→ EXERCISE DETAILS
The data follows this line. Copy verbatim the line with "Exercise. Spot the dry" and each line after it to the end.
⁂
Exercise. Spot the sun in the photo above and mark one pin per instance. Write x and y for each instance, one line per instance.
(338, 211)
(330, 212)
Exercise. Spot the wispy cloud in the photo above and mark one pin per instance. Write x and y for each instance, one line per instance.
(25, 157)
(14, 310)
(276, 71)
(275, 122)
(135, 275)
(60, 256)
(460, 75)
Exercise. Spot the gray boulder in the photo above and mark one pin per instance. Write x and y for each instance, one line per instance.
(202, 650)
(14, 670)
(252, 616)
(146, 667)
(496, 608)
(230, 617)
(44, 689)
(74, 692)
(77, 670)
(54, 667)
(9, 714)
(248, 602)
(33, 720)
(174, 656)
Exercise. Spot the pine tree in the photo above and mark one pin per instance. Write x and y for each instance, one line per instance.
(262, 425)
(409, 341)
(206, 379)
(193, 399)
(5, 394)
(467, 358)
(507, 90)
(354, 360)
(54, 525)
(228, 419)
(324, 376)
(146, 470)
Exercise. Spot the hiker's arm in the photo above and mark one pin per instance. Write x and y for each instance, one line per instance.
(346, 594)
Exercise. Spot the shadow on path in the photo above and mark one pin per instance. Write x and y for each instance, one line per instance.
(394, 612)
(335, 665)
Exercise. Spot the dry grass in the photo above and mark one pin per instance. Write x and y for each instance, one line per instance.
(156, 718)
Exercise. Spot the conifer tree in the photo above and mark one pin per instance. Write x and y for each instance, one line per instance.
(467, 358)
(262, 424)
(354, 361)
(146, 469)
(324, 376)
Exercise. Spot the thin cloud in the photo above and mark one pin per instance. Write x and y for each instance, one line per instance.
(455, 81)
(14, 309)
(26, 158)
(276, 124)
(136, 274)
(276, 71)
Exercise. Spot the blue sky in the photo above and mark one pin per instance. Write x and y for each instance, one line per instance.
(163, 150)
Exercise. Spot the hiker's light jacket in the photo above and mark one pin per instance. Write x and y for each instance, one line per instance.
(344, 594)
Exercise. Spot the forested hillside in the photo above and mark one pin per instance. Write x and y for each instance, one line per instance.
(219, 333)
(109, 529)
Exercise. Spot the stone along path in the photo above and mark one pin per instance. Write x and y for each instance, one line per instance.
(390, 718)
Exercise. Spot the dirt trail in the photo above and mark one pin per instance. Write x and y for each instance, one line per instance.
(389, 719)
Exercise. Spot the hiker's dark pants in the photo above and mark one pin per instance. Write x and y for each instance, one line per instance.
⁂
→ SOLUTION TO THIS TASK
Exercise. Spot the dry grass in the photo above and mark one pin per instance. Write x and y for each instance, one line per instance.
(156, 718)
Exercise. Spot the conifer tree in the photo above and mark one pin per instance. Write x and y for each instance, one line per instance.
(467, 358)
(262, 424)
(354, 361)
(146, 469)
(324, 376)
Exercise. Spot the thin cloud in the photo above and mark one pin per instance. Write x and y for each instance, one line per instance.
(455, 81)
(14, 309)
(26, 158)
(276, 124)
(136, 274)
(276, 71)
Exercise. Spot the blue sky in the photo above and mark one pin per instance. Write x and y for each instance, one line per instance.
(163, 150)
Exercise. Spot the hiker's light jacket in the photo above and mark one pin per instance. Write x and y for each instance, one line per instance.
(344, 594)
Exercise. Spot the forested hillside in the photo above and mark one pin per instance. Write x and y for each instance, one line per instance.
(219, 333)
(109, 529)
Exercise. Spot the stone along path in the photo above and mark one pin per instance. Write x and y for each instance, one line per instance.
(390, 718)
Exercise. Spot the dirt trail in the photo above and mark one pin per instance. Write x and y for each instance, one line per instance.
(389, 719)
Exercise. Spot the hiker's dark pants in the photo above and mark one pin per instance. Write x and y for each instance, one line per instance.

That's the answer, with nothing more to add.